_Data records_:

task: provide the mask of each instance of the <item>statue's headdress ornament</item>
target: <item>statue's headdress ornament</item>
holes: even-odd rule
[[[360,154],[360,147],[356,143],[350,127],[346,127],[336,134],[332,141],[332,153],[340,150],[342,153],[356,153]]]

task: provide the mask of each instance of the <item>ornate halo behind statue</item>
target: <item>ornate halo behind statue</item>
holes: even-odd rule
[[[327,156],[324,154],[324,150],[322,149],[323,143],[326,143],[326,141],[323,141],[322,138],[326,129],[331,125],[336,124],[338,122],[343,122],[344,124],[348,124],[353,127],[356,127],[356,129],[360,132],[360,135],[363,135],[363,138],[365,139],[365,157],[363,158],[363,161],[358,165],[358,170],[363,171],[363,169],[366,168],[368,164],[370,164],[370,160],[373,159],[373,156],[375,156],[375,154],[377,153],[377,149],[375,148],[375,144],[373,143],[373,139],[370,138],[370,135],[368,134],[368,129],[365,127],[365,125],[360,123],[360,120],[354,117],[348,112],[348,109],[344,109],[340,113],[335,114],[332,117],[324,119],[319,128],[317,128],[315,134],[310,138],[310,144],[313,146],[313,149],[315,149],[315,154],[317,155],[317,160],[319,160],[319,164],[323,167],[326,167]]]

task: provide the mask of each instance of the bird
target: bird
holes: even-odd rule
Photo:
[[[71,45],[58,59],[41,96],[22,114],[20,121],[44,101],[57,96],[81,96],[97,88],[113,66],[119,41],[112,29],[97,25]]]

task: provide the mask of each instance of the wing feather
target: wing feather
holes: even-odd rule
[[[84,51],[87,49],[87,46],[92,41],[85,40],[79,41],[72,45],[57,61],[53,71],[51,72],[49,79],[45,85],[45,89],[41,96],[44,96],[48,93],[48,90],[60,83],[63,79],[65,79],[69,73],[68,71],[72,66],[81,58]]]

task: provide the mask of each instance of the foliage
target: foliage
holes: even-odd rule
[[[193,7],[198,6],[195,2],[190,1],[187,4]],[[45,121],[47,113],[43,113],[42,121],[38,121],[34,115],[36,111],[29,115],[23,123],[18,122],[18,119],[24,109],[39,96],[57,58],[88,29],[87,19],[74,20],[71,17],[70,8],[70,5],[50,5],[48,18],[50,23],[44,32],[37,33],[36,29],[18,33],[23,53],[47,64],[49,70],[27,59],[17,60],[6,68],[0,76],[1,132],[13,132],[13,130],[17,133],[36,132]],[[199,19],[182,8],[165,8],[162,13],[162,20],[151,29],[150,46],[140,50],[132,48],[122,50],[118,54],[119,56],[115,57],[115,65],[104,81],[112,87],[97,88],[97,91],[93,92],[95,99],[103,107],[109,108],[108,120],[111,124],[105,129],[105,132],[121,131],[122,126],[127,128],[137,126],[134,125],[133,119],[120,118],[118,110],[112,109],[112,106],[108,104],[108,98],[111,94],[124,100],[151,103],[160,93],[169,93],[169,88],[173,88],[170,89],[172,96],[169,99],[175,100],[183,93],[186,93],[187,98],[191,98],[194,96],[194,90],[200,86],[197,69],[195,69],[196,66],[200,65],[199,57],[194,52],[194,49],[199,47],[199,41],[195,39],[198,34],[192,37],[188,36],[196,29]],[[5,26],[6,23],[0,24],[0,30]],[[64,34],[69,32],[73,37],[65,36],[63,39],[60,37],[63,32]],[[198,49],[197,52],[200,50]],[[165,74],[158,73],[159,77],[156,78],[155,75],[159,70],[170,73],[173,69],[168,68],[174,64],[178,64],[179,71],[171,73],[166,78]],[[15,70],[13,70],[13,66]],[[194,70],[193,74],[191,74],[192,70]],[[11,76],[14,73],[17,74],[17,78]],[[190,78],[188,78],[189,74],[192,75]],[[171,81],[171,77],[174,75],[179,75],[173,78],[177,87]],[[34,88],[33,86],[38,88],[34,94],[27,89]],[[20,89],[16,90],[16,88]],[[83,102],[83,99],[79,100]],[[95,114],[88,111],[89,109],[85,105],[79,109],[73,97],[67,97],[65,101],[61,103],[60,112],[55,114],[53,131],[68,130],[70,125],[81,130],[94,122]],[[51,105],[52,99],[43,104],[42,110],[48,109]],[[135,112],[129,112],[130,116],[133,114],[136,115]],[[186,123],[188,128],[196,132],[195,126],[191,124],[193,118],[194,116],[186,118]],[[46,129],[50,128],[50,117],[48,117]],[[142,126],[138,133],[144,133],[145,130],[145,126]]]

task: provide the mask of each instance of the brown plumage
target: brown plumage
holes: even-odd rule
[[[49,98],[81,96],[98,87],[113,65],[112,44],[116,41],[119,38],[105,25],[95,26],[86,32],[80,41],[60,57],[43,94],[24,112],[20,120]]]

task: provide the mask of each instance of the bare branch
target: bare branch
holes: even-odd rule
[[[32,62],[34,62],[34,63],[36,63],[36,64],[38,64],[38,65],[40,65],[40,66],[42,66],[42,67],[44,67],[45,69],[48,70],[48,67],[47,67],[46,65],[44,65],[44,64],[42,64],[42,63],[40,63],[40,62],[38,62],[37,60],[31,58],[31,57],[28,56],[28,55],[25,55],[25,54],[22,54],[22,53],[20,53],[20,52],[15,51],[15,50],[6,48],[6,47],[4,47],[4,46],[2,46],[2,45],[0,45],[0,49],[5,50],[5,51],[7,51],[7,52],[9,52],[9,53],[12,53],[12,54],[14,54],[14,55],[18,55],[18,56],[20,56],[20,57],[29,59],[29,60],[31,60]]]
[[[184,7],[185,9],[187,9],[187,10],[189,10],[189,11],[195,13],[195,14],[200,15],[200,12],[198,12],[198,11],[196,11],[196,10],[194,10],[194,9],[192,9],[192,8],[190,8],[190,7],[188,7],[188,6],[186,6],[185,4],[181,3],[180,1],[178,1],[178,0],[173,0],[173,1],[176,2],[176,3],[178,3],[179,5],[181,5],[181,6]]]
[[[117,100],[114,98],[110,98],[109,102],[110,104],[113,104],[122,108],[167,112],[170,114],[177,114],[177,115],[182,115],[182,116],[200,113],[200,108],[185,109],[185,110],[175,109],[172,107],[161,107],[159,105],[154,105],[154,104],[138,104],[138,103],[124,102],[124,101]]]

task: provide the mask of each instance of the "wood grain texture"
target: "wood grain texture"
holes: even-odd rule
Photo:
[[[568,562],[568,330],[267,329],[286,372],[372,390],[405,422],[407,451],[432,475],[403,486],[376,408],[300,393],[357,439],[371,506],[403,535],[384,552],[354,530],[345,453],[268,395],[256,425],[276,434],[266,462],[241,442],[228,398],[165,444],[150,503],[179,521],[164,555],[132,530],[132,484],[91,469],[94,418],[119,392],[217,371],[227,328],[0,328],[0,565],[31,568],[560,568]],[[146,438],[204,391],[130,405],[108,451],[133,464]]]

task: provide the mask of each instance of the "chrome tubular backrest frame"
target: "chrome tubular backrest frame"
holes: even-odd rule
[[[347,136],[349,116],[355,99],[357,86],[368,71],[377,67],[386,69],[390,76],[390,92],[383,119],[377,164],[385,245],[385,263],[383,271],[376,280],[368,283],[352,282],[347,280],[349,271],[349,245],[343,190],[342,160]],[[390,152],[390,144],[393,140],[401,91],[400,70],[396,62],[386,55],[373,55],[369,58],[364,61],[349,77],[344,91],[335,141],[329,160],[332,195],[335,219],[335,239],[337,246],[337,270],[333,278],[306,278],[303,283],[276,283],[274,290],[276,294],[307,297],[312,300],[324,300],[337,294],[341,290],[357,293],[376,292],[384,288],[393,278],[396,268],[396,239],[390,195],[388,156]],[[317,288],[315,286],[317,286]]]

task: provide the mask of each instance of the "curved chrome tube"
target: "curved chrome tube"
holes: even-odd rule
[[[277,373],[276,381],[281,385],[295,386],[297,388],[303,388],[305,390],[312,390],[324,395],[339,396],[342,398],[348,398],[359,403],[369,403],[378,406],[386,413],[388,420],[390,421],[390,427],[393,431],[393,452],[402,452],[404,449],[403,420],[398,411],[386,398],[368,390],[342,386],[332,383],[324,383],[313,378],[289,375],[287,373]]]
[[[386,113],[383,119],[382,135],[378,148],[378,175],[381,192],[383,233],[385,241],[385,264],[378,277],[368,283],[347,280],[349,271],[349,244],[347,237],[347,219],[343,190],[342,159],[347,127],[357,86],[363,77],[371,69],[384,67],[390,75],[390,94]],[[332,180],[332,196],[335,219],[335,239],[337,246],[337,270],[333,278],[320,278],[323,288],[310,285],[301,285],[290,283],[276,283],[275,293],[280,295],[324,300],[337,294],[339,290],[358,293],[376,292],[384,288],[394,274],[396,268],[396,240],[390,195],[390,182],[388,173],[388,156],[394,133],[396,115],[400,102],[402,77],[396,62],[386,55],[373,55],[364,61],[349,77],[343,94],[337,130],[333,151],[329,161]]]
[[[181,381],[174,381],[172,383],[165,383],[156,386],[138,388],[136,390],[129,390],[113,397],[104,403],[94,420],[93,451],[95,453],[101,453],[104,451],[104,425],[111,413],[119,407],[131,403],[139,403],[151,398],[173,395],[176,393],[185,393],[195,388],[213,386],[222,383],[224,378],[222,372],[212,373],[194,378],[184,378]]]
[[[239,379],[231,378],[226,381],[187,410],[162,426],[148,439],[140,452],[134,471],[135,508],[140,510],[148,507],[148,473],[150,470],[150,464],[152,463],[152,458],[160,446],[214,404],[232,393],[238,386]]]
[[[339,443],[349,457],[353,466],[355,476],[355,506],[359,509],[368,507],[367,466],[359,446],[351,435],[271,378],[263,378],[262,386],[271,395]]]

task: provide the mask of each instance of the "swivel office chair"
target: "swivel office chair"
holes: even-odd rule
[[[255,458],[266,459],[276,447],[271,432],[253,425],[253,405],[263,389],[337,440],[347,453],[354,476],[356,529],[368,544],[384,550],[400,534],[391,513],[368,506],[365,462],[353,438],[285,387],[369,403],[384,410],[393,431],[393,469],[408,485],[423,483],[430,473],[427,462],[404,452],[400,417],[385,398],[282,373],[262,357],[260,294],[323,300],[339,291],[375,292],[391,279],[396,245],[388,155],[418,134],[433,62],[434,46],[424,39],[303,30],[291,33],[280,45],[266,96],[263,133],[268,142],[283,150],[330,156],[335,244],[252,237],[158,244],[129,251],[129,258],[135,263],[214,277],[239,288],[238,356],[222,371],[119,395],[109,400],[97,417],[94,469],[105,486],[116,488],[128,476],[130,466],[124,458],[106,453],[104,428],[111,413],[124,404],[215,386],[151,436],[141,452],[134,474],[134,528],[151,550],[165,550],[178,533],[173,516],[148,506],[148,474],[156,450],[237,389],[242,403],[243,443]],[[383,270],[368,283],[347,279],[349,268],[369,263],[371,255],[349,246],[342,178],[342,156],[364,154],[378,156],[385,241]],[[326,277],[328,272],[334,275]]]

_Instructions to follow_: Collect each line of the material that contains the word "chrome".

_Response for this exercise_:
task: provide the mask of each instance of the "chrome tubular backrest frame"
target: "chrome tubular backrest frame"
task: provide the mask of each instance of the "curved chrome tube"
target: "curved chrome tube"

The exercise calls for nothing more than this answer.